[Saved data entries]
──────
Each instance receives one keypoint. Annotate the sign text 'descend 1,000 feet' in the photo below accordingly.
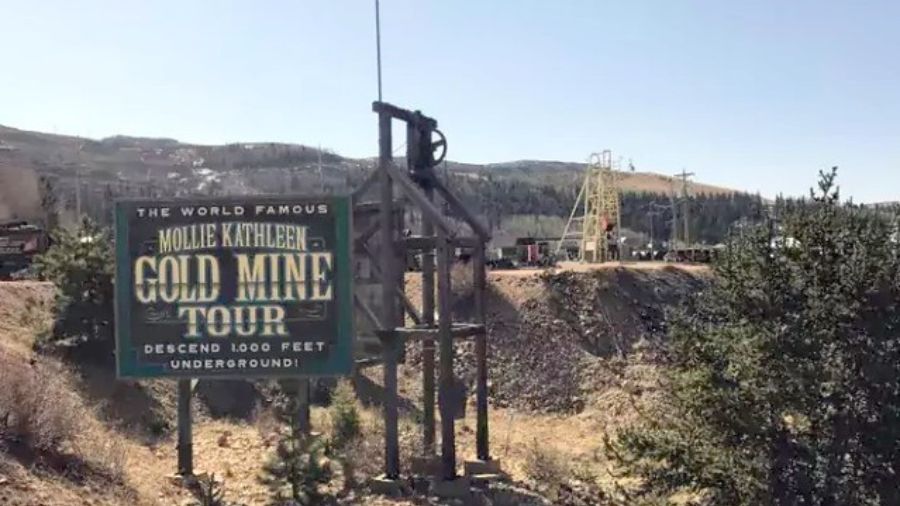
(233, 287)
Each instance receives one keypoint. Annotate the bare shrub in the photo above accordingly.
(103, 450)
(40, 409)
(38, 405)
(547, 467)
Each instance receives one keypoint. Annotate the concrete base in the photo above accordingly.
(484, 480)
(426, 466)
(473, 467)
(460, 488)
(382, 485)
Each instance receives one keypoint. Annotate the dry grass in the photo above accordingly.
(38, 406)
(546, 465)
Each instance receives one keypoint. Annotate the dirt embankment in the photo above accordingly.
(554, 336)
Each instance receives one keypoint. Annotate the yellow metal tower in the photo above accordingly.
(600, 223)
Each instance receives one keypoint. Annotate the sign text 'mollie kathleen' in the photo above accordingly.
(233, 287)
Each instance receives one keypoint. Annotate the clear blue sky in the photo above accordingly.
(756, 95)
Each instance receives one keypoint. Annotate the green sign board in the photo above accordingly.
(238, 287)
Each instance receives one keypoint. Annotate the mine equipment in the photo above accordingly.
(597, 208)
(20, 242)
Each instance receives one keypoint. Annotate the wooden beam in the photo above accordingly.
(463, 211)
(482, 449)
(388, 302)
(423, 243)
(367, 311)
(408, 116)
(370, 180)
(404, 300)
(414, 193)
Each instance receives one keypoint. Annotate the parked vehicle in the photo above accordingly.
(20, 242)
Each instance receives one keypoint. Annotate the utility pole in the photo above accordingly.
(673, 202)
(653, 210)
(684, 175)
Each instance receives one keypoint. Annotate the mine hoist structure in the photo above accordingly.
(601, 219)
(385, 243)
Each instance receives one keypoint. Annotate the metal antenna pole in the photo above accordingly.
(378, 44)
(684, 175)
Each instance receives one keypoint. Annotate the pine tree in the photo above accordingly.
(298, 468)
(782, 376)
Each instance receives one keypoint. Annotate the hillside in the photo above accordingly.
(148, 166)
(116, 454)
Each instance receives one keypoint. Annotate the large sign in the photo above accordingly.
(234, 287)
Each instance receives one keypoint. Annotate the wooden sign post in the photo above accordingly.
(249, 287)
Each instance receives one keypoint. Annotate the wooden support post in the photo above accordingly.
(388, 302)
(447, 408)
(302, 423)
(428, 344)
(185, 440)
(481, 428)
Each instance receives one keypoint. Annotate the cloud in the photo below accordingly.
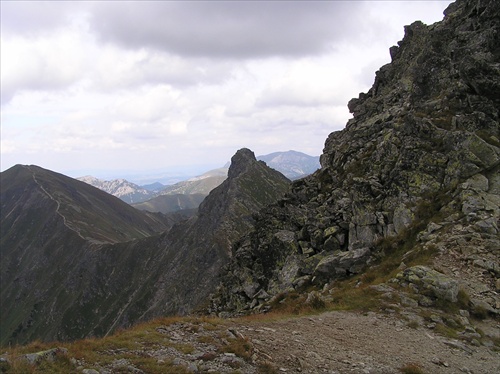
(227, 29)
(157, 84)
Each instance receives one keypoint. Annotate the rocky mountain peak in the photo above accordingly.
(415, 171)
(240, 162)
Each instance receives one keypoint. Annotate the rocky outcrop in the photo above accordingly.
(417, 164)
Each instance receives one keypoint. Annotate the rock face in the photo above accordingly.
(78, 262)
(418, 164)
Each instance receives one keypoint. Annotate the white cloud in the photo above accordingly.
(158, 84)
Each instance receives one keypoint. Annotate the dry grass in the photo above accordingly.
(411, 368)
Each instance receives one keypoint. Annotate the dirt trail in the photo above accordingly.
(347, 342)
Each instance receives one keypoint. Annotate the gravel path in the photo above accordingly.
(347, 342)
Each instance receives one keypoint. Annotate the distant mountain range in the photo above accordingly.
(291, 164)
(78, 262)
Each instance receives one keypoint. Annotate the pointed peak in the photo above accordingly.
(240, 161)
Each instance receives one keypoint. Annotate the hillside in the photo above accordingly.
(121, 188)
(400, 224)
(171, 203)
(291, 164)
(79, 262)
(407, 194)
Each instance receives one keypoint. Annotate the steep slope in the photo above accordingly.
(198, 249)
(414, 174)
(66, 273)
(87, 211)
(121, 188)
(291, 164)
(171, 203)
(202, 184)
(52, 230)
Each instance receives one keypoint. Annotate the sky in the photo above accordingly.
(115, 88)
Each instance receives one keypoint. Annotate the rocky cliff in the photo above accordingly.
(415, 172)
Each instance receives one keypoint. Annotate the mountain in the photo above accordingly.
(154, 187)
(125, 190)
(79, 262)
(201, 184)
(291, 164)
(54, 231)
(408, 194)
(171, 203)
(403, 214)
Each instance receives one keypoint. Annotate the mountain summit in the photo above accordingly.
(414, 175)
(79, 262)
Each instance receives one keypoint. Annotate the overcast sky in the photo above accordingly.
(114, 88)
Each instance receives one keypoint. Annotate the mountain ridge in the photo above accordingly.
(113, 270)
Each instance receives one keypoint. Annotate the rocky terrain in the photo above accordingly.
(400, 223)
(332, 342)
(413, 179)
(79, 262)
──────
PROBLEM TO WORK ON:
Without the pictures, please output every record exactly.

ANSWER SECTION:
Each instance receives one keypoint. Annotate the sign text 'descend 1,000 feet' in the photo below accordingly.
(233, 287)
Each instance receives one keypoint. Annotate the bare shrub in the photo above accordingly.
(103, 450)
(40, 409)
(38, 405)
(547, 467)
Each instance receives one keypoint. Annotate the concrete base in the photo above accordingly.
(484, 480)
(426, 466)
(473, 467)
(460, 488)
(382, 485)
Each instance receives one keypoint. Annotate the dry grass in the photo above accordingly.
(38, 406)
(546, 465)
Each instance receives one keypoint. Annotate the dirt embankment in the photo above accordingly.
(554, 336)
Each instance receives one keypoint. Annotate the yellow metal tower in the photo above accordingly.
(600, 223)
Each instance receives one keypoint. Annotate the sign text 'mollie kathleen' in the photo above accordingly.
(233, 287)
Each instance receives one keypoint. Annotate the clear blue sky in the photo above accordingly.
(756, 95)
Each instance receives one keypoint. Annotate the green sign board in the photo above accordingly.
(238, 287)
Each instance receives one keypoint. Annotate the mine equipment in the photo above accordingly.
(597, 208)
(20, 242)
Each instance receives one keypoint. Annotate the wooden beam in the photo above accordingly.
(463, 211)
(482, 449)
(388, 302)
(423, 243)
(367, 311)
(408, 116)
(370, 180)
(404, 300)
(414, 193)
Each instance receives one keypoint. Annotate the parked vehicle in the photo above accordingly.
(20, 242)
Each instance receives one keypoint. Annotate the utility pole in the photo above accordingly.
(673, 202)
(653, 210)
(684, 175)
Each instance receives one keypoint. Annotate the mine hoist structure in the photo above accordingly.
(601, 219)
(385, 243)
Each instance receives one keypoint. Annotate the metal antenna pole in the photo above accordingly.
(378, 44)
(684, 175)
Each instance receives one keypoint. Annotate the pine tree in the photo above accordingly.
(298, 468)
(782, 376)
Each instance receives one keypoint. Annotate the hillside in the photo above accordingly.
(148, 166)
(116, 454)
Each instance receives one keypoint. Annotate the large sign in the photo above accordingly.
(234, 287)
Each instance receives one keypoint. Annotate the wooden sign post in the photo above accordingly.
(249, 287)
Each instance receives one keypoint. Annotate the wooden support post in the photo above accordingly.
(388, 302)
(447, 408)
(302, 423)
(428, 344)
(185, 440)
(481, 428)
Each instance receives one keypoint. Annotate the cloud in the photo below accordingly.
(227, 29)
(157, 84)
Each instance receives one keypoint. Annotate the rocky mountain peak in the photo above accordingly.
(415, 171)
(240, 162)
Each instance receives one keypoint. Annotate the rocky outcrop in the photo above accordingly.
(417, 164)
Each instance receives one keypoint. Annotate the rock face in the photo above accordingly.
(78, 262)
(418, 164)
Each instance receives one keypoint. Annotate the white cloud in the photo above accordingly.
(158, 84)
Each instance receives one keypoint. Annotate the dry grass in the photo above accordingly.
(411, 368)
Each instance receives one keypoint. Annotate the dirt trail in the photo above accordingly.
(347, 342)
Each instance receives one keypoint. Annotate the gravel path in the photo above accordingly.
(347, 342)
Each instance receives one keypoint. Annotate the distant mountain range in the photo above accordingly.
(291, 164)
(78, 262)
Each instance receives one keypoint. Annotate the pointed peak in the photo above accordingly.
(240, 161)
Each instance receives one keypoint. Annotate the hillside in the photo above accordingly.
(121, 188)
(400, 224)
(171, 203)
(291, 164)
(79, 262)
(407, 194)
Each instance receives one keypoint. Annotate the steep slope in the photo above accordingly.
(198, 249)
(414, 174)
(66, 273)
(87, 211)
(121, 188)
(291, 164)
(171, 203)
(202, 184)
(52, 230)
Each instance receives one keypoint. Annotate the sky in the photo above accordingly.
(115, 88)
Each instance receives one keypoint. Annotate the rocky cliff in the photo above accordingly.
(415, 172)
Each instance receives one keypoint. Annotate the mountain in the photo above accordingly.
(154, 187)
(125, 190)
(79, 262)
(201, 184)
(291, 164)
(54, 231)
(408, 194)
(171, 203)
(403, 214)
Each instance receives one keypoint. Annotate the mountain summit in the photo above accordingly.
(414, 175)
(79, 262)
Each instance receives one keypoint. Annotate the overcast sky in the photo above accordingly.
(114, 88)
Each instance receives one keypoint. Annotate the mountain ridge in the photo above accordingly.
(113, 270)
Each instance receives one keypoint. Annotate the rocky terrain in the photo above accordingly.
(400, 223)
(332, 342)
(413, 179)
(79, 262)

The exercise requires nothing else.